Task directions: Replace "Query" with "Label" in the items, starting at the first line and stopping after the line that contains "pixel 102 125", and leave everything else unchanged.

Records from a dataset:
----------------

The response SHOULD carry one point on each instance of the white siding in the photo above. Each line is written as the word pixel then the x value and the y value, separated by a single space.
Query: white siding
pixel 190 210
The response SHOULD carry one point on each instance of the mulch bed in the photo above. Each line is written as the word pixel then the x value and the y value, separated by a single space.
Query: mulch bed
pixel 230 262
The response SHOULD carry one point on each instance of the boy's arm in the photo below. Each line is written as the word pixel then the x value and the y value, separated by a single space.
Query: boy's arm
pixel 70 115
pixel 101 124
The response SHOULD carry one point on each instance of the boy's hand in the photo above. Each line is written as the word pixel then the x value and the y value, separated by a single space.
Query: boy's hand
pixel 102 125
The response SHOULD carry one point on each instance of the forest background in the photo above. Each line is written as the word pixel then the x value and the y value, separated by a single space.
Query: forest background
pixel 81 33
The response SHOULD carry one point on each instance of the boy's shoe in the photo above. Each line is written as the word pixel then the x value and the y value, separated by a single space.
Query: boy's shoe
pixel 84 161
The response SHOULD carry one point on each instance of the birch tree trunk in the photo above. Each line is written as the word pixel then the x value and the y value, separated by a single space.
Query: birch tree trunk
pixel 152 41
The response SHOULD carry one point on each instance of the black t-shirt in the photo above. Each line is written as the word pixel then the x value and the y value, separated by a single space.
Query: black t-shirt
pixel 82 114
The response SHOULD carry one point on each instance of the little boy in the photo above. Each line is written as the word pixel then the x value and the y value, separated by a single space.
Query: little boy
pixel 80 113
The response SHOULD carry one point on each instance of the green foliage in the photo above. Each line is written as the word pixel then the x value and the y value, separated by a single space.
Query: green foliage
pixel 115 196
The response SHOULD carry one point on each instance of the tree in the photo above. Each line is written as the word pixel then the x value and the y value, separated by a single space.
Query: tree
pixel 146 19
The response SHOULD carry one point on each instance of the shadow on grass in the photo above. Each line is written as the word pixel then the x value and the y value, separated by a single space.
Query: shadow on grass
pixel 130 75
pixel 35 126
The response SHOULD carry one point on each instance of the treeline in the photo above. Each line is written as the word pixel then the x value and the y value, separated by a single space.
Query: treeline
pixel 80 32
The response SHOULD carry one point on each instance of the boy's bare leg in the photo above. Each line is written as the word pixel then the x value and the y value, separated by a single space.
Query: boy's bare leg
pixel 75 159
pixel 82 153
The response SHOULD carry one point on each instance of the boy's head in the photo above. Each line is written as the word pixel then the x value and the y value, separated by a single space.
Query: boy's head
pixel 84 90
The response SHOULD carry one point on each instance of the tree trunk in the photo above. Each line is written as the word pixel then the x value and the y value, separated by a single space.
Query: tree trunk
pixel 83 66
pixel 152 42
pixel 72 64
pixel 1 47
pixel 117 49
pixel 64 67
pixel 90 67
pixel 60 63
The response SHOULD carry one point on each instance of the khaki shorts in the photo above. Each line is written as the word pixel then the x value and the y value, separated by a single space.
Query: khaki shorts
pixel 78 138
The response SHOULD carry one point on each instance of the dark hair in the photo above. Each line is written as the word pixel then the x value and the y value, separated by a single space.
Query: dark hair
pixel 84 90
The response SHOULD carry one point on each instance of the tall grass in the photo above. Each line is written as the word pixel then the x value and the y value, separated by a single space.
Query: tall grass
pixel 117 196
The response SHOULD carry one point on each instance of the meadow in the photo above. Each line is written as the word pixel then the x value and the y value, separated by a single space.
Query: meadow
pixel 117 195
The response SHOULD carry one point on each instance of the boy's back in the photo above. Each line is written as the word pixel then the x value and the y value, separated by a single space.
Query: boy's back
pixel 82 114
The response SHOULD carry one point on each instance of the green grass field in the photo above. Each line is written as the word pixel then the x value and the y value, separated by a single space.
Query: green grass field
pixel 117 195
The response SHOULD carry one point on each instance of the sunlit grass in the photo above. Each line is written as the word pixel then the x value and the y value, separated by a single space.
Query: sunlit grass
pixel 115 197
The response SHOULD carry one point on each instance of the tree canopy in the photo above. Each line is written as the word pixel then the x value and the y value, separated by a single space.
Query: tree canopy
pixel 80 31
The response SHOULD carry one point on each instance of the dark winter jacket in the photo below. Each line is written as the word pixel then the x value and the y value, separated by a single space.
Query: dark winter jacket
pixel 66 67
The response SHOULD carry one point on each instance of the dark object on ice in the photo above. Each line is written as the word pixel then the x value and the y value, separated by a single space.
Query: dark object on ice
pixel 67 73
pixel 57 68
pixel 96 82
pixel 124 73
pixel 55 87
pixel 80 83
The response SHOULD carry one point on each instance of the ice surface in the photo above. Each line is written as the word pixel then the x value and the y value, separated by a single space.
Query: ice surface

----------------

Task result:
The response SHOULD carry one point on each instance of the white siding in the photo above. Each line is written as the word pixel then the x value and the y value, separated by a single space.
Label: white siding
pixel 190 210
The response SHOULD carry one point on each instance of the mulch bed in the photo above. Each line is written as the word pixel then the x value and the y value, separated by a single space.
Label: mulch bed
pixel 230 262
The response SHOULD carry one point on each instance of the boy's arm in the photo below. Each line is written as the word pixel then the x value and the y value, separated by a single space.
Label: boy's arm
pixel 70 115
pixel 101 124
The response SHOULD carry one point on each instance of the boy's hand in the photo above. Each line is written as the word pixel then the x value and the y value, separated by a single space.
Label: boy's hand
pixel 102 125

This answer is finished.